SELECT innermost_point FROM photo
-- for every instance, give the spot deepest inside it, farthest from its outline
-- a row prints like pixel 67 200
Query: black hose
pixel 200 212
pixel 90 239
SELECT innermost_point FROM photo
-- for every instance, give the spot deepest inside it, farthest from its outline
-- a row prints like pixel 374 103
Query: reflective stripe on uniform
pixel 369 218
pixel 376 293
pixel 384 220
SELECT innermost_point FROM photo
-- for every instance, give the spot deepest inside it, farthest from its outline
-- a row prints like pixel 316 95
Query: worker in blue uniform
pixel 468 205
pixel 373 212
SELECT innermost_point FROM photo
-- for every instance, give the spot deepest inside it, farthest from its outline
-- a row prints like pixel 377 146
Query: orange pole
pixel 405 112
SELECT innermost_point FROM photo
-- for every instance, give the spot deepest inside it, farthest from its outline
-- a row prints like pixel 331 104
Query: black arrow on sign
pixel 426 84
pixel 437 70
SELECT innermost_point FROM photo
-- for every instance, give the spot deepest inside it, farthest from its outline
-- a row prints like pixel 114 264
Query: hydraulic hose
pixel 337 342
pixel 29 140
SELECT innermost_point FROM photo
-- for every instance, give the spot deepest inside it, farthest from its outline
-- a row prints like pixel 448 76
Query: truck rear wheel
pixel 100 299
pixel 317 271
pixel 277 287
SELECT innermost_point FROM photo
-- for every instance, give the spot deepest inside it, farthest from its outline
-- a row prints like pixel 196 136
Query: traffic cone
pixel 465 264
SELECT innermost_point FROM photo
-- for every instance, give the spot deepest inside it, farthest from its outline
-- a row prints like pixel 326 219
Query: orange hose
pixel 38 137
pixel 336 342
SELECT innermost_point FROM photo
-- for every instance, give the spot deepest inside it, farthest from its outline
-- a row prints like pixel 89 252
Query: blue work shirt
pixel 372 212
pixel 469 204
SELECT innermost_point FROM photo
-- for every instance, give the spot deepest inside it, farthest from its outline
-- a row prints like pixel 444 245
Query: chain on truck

******

▶ _Exercise requirements_
Can you rewrite all the rows above, replacing "deepest" with "most central" wherever it occurs and changing nothing else?

▶ _Exercise result_
SELECT innermost_point FROM photo
-- for every instance, give the spot most central inside it, farthest from its outline
-- a row prints like pixel 67 200
Query: black hose
pixel 200 212
pixel 90 239
SELECT innermost_point FROM photo
-- for every instance, give the spot most central inside it, farthest from its outline
-- a row prints like pixel 374 103
Query: reflective stripe on uniform
pixel 369 218
pixel 376 293
pixel 384 220
SELECT innermost_point FROM photo
-- for every instance, give the spot most central inside it, farthest from its outline
-- a row prints like pixel 316 95
Query: worker in blue uniform
pixel 468 205
pixel 373 212
SELECT innermost_point FROM photo
-- for every instance, give the spot most central inside it, farthest from its outline
-- a row prints like pixel 377 146
Query: orange pole
pixel 405 112
SELECT innermost_point FROM photo
-- for every instance, give the spot most central inside it, farthest from its outline
-- a row prints like pixel 331 104
Query: black arrow on sign
pixel 426 84
pixel 437 70
SELECT innermost_point FROM photo
-- for every instance, give the spot most central inside it, farthest from its outline
-- a row prints like pixel 114 264
Query: hydraulic hose
pixel 337 342
pixel 29 140
SELECT innermost_point FROM photo
-- for every instance, give the spot most central inside it, farthest from its outline
-- a row prints like pixel 448 76
Query: truck rear wheel
pixel 100 299
pixel 317 271
pixel 277 287
SELECT innermost_point FROM photo
-- for every instance, give the spot most central inside it, farthest from its outline
-- a row prints like pixel 196 136
Query: traffic cone
pixel 465 264
SELECT innermost_point FROM photo
-- for every instance, give the spot most central inside it, farthest from its outline
-- a row prints like pixel 326 219
Query: orange hose
pixel 38 137
pixel 336 342
SELECT innermost_point FROM photo
-- for every instance, give the spot most central inside it, farthest from its outline
-- a row prints like pixel 89 252
Query: blue work shirt
pixel 372 212
pixel 469 204
SELECT innermost_point FROM photo
-- for every instance, give the spot most central inside it, farthest from its outline
-- a row prints like pixel 444 245
Query: chain on truck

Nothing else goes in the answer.